WHAT IS ASKED = Please write out the listing below, starting with the line that contains "as in (964,114)." and continuing through the end of the listing, with every line copied character for character.

GIVEN RECORDS =
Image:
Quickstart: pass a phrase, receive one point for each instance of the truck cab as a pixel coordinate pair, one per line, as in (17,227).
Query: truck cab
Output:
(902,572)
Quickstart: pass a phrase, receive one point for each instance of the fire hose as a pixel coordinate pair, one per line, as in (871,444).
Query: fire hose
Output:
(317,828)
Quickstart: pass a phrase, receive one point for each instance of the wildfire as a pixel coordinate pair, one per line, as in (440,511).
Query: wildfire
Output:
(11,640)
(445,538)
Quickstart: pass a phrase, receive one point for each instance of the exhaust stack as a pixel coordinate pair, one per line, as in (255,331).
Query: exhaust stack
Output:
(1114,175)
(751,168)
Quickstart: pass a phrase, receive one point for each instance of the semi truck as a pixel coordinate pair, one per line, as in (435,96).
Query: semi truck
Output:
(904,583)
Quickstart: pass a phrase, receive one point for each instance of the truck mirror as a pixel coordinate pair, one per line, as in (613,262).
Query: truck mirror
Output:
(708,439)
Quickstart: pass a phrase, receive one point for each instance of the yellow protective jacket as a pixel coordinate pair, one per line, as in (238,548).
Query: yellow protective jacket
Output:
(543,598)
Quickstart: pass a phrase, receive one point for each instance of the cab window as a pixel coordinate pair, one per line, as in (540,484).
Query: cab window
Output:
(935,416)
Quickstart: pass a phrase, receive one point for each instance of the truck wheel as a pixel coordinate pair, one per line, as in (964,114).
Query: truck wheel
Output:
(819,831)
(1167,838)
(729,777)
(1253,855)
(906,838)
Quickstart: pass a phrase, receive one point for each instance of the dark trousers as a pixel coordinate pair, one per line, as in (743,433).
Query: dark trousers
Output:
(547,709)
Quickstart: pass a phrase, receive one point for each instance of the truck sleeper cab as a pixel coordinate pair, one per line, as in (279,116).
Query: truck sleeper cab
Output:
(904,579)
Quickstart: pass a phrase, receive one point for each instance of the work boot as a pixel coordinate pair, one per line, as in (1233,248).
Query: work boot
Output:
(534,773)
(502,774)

TASK OUTPUT =
Quickstart: pass a phrase, receive one point for each instance of the truck wheel as a pixel coordinate pair, one per line, as in (964,114).
Query: truck wheel
Output:
(819,831)
(1167,838)
(729,777)
(1253,855)
(906,838)
Quickstart: pass a phrase, receive one point for each instance of the dark trousers as a pixel coordinate pair, one per line, as in (743,433).
Query: dark trousers
Output:
(547,709)
Quickstart: pass a phrase, receive one point for each instance of the truck sleeper cab as a pixel coordinate pair, one per line, as in (279,116).
Query: truck sleeper cab
Output:
(904,579)
Quickstart: pass a phrase, receive one point for each instance of the work boot as a pixel coordinate pair, one per line, as in (1233,248).
Query: work boot
Output:
(534,773)
(502,774)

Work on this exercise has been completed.